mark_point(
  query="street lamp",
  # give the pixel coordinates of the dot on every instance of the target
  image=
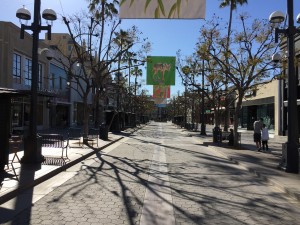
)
(292, 154)
(32, 149)
(203, 129)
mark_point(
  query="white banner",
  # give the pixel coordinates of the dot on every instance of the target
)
(162, 9)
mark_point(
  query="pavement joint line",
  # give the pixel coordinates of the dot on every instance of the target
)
(259, 174)
(19, 190)
(11, 194)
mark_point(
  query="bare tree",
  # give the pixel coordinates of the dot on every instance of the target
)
(97, 53)
(249, 57)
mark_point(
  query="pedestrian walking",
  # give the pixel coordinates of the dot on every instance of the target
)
(257, 125)
(265, 137)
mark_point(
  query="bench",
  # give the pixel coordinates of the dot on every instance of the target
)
(55, 141)
(75, 134)
(225, 136)
(93, 135)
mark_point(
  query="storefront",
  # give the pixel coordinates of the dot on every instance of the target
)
(261, 102)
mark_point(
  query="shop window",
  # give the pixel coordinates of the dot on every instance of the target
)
(17, 68)
(27, 72)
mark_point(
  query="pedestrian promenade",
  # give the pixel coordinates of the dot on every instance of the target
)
(265, 165)
(19, 177)
(262, 164)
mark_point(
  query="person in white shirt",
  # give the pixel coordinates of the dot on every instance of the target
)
(265, 137)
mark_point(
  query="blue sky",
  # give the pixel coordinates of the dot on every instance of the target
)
(166, 36)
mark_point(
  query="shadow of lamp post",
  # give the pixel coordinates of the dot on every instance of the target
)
(32, 147)
(203, 127)
(292, 145)
(186, 71)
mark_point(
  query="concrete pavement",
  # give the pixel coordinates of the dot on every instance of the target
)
(20, 177)
(262, 164)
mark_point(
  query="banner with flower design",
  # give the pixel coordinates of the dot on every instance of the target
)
(161, 91)
(159, 9)
(161, 70)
......
YOUR ASSIGNMENT: Give back an exact copy of the material above, omitting the pictures.

SOLUTION TO THIS TASK:
mark_point(
  query="street lamp",
  # give the pixel coordinates of the dot on every instance of the target
  image=
)
(292, 154)
(32, 149)
(203, 129)
mark_point(
  query="white banner",
  # give the pixel coordinates of the dot on every instance of the target
)
(162, 9)
mark_point(
  query="pavement joint line",
  # give the pixel coordinates of the dot on every instance of the target
)
(259, 174)
(19, 190)
(11, 194)
mark_point(
  query="bare tree",
  # give the pixel coordinates of the dot on every instance of the target
)
(97, 53)
(249, 57)
mark_point(
  query="pedestrian walking",
  # give the pixel coordinates of the dot on every instance of the target
)
(257, 125)
(265, 137)
mark_point(
  query="bench",
  # give the pixel coordinates of the dot on every instance of the target
)
(55, 141)
(75, 134)
(225, 136)
(93, 135)
mark_point(
  query="storefront",
  # give the pixel coordinates of the dot on every instance of the target
)
(261, 102)
mark_point(
  query="shop window",
  # give the pixel coordinates of the dot on every instance of the target
)
(17, 68)
(27, 72)
mark_point(
  query="pedestrian promenade",
  # give the pixel coordinates of the dot on every instance of the target
)
(265, 165)
(19, 177)
(262, 164)
mark_point(
  query="person in white shirt",
  # give the pixel coordinates of the dot on every instance of the target
)
(265, 137)
mark_point(
  query="blue sky",
  # give the pixel coordinates of the dot on every instance of the target
)
(166, 36)
mark_point(
  query="shadow of lamp post",
  # give the pixel coordinates of the dot on every instance of the target
)
(32, 147)
(203, 127)
(292, 145)
(186, 71)
mark_point(
  query="concrete pavement",
  # give the pixel coordinates of the dot on every instance of the target
)
(20, 177)
(262, 164)
mark_point(
  query="banner with flower design",
  # give the pixel coordinates of the dot on every instance of the target
)
(161, 91)
(159, 9)
(161, 70)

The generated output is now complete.